**What to work on**
Copy out every line in the records below that contains the word "smoke", reproducing each such line in full.
####################
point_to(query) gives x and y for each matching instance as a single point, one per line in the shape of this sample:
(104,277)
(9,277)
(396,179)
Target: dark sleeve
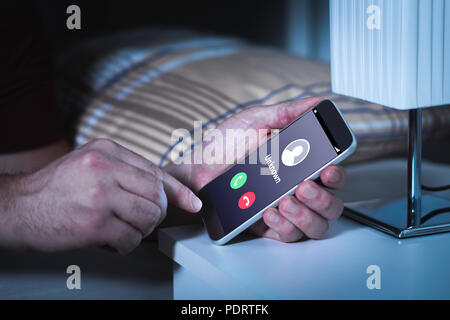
(28,114)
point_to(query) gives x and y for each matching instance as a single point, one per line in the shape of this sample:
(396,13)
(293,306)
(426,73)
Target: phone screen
(242,191)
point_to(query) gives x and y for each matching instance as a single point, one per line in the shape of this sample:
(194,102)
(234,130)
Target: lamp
(397,54)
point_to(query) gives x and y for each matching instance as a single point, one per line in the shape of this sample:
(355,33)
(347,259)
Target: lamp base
(390,215)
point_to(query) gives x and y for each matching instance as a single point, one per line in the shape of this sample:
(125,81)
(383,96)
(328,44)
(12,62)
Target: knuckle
(323,232)
(326,203)
(102,144)
(306,220)
(152,218)
(337,212)
(93,224)
(92,159)
(95,195)
(130,241)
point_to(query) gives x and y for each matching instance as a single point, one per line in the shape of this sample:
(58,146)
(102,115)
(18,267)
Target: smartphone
(238,198)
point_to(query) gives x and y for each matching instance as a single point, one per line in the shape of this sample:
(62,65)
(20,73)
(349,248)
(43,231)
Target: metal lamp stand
(402,217)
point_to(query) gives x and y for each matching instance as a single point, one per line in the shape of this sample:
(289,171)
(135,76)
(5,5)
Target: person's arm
(31,160)
(98,195)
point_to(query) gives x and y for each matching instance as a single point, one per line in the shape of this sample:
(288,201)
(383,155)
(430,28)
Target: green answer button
(238,180)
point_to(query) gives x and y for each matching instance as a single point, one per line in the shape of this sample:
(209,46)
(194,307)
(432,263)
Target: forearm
(12,201)
(31,160)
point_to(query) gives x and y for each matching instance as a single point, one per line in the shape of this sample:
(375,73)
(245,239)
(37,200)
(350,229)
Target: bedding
(136,89)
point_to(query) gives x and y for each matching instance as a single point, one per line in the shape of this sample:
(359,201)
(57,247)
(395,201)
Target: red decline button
(246,200)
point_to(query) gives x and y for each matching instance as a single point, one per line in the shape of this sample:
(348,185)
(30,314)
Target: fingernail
(196,202)
(336,177)
(292,207)
(308,191)
(274,218)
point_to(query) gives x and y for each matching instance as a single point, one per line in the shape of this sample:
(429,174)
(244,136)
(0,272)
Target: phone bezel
(210,217)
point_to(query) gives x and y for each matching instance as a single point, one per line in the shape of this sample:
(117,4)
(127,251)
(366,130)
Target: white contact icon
(295,152)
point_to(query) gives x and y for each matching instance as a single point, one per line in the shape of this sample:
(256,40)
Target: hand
(100,194)
(306,213)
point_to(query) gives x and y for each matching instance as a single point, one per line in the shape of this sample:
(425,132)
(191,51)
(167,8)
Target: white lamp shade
(391,52)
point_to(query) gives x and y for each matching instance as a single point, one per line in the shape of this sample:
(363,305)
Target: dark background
(257,21)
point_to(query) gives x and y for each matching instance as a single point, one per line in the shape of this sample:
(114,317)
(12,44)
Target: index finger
(178,194)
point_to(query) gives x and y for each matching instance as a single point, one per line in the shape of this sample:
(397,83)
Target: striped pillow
(138,92)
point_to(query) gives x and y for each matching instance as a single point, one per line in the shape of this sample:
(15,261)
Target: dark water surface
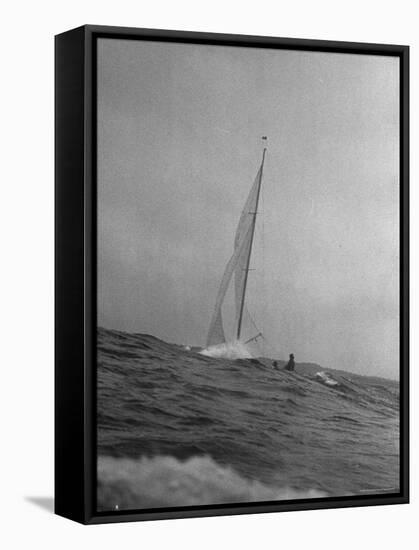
(179,428)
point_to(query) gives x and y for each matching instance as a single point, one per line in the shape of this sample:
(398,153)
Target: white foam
(167,481)
(228,350)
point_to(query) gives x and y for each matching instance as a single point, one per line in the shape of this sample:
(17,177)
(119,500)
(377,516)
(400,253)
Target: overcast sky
(179,130)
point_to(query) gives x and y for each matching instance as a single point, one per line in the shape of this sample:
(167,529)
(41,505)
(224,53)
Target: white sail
(237,265)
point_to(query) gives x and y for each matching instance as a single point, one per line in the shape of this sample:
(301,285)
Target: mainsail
(238,264)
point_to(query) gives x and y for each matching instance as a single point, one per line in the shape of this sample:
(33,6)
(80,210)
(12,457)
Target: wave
(228,350)
(164,481)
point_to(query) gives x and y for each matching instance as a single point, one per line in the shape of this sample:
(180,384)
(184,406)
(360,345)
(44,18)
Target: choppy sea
(178,428)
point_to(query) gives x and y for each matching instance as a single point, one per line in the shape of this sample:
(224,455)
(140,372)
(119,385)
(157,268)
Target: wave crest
(165,481)
(228,350)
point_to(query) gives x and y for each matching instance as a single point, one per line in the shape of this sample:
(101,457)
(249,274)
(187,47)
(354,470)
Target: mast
(239,324)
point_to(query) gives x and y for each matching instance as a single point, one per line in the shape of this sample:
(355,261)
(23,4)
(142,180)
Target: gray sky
(178,149)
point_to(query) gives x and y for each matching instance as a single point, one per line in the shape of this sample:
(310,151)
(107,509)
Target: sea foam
(165,481)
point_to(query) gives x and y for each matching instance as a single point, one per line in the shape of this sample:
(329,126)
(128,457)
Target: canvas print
(247,274)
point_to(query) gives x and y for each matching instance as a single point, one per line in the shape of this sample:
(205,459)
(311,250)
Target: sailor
(291,363)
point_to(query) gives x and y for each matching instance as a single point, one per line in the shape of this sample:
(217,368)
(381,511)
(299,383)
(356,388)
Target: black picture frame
(75,272)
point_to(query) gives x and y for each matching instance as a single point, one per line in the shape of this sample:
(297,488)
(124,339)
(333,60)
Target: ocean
(178,428)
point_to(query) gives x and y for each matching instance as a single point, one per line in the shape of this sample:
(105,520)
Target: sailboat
(238,266)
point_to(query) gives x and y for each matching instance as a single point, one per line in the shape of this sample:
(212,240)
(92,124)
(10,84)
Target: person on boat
(291,363)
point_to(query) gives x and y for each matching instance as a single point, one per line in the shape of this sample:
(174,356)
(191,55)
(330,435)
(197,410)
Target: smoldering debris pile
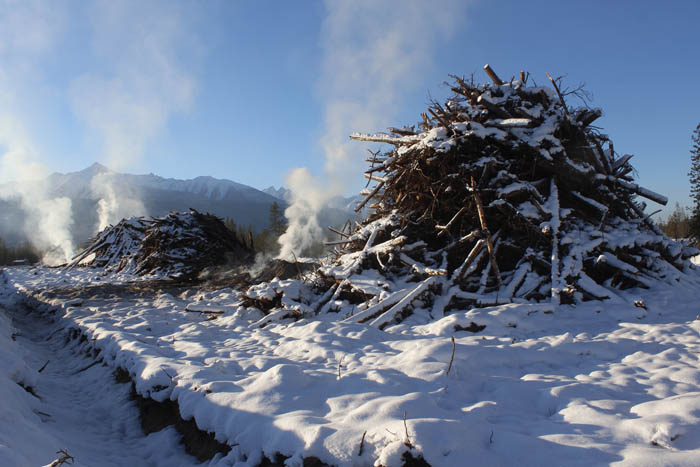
(503,194)
(180,244)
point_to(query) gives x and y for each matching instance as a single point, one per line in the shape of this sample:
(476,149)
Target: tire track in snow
(83,407)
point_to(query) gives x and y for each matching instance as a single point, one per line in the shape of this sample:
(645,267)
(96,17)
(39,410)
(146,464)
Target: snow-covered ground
(598,384)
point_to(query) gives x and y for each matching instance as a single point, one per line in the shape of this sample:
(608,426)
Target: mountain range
(156,196)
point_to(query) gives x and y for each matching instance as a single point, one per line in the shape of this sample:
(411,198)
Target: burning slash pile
(504,194)
(180,244)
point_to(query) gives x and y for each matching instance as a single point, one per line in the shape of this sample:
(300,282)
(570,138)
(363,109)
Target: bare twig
(492,74)
(44,367)
(64,459)
(407,441)
(362,444)
(340,364)
(556,88)
(452,357)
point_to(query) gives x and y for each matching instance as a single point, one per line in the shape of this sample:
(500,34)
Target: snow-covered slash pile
(593,384)
(180,244)
(505,195)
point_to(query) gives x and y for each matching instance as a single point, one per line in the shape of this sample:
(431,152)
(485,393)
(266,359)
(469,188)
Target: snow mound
(504,195)
(180,244)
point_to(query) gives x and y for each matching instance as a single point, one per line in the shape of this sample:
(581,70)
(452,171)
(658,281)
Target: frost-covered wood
(180,244)
(510,196)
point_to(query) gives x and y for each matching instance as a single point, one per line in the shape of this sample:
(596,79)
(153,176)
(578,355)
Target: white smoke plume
(144,82)
(375,52)
(28,30)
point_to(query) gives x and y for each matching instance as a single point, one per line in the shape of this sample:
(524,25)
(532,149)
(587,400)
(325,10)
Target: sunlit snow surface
(598,384)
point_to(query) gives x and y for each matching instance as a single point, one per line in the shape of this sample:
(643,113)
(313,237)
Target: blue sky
(249,90)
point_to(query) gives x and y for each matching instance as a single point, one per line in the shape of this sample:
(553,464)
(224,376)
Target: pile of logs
(180,244)
(502,194)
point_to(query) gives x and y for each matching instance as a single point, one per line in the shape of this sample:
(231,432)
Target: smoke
(374,52)
(112,205)
(307,201)
(28,31)
(142,82)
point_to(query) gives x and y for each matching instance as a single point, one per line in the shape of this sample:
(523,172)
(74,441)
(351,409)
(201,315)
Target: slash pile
(180,244)
(503,194)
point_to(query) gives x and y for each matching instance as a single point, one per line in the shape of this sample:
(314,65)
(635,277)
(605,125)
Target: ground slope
(597,384)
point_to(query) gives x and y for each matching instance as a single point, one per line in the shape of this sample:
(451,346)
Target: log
(492,74)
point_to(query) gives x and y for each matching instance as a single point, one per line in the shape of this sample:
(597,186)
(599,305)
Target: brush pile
(503,194)
(180,244)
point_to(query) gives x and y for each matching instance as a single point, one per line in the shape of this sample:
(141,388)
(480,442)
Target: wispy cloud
(374,53)
(28,32)
(140,83)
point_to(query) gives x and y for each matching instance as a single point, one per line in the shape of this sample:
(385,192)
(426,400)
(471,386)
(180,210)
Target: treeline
(266,240)
(22,252)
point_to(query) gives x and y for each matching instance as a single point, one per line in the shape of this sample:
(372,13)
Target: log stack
(180,244)
(501,194)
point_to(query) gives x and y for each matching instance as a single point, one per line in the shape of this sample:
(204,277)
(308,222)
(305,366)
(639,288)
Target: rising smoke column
(28,32)
(140,45)
(374,52)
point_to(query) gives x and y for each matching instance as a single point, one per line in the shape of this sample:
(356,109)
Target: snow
(602,383)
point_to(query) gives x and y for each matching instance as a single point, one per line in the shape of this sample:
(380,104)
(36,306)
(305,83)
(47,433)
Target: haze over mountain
(157,195)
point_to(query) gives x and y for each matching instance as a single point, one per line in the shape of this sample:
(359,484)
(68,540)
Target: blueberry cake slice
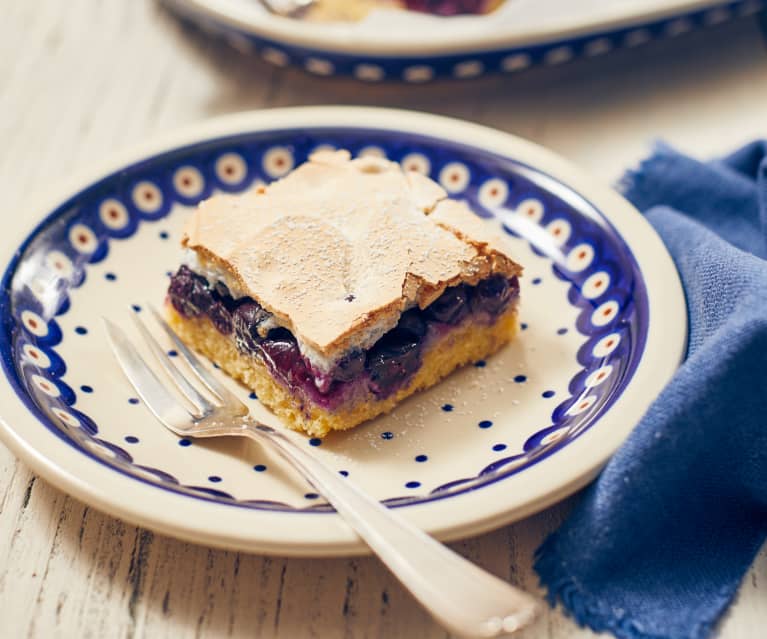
(342,289)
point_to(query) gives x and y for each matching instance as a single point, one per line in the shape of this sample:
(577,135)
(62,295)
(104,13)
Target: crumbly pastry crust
(463,344)
(340,246)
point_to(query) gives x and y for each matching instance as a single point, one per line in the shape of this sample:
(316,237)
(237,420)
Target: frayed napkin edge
(632,181)
(587,611)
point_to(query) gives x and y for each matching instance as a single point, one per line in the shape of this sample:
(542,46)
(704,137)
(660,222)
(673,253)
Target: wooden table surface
(83,78)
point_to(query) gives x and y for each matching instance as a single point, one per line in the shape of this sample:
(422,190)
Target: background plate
(603,315)
(417,48)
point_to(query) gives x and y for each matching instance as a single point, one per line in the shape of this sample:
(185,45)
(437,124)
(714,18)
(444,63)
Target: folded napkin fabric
(659,543)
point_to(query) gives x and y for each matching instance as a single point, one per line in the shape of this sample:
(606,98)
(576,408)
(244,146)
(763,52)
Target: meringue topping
(339,248)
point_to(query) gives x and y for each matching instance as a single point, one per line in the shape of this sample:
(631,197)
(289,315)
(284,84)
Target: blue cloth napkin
(659,543)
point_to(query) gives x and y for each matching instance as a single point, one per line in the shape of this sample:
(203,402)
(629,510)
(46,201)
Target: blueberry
(222,290)
(350,367)
(181,291)
(221,318)
(323,382)
(392,361)
(450,307)
(494,294)
(284,355)
(246,318)
(412,322)
(200,296)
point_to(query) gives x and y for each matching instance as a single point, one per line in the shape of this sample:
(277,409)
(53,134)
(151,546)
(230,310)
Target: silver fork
(464,598)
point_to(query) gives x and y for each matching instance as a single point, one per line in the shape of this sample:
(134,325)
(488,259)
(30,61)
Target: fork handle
(464,598)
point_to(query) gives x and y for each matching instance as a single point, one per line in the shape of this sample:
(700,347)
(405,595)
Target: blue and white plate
(415,48)
(603,328)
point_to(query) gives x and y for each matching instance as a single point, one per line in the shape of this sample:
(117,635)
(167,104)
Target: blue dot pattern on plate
(604,286)
(510,58)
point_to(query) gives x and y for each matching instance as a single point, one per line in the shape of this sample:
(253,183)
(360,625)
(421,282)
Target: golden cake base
(460,346)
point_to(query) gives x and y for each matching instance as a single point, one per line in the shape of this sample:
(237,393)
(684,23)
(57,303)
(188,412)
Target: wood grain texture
(83,78)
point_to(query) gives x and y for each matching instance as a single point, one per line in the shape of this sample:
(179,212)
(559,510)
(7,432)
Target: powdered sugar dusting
(339,248)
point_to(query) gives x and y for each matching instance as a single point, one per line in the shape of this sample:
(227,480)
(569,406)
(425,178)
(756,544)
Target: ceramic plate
(416,48)
(603,328)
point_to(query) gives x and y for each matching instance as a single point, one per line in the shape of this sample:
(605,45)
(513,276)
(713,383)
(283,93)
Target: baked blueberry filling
(384,368)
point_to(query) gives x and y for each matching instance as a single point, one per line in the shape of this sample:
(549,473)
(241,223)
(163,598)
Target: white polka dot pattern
(372,152)
(60,263)
(369,72)
(418,73)
(48,387)
(416,162)
(580,257)
(454,177)
(560,230)
(66,417)
(606,345)
(596,285)
(231,168)
(605,313)
(34,323)
(36,356)
(275,56)
(188,182)
(493,193)
(554,436)
(318,66)
(147,197)
(599,376)
(83,239)
(531,209)
(468,69)
(113,214)
(516,62)
(582,405)
(278,161)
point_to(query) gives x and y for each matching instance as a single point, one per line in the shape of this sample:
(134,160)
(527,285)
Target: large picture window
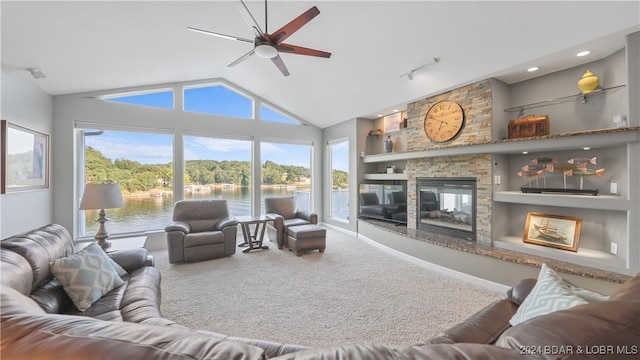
####################
**Solution for this problem**
Target: white smoke plume
Target: smoke
Target: rising smoke column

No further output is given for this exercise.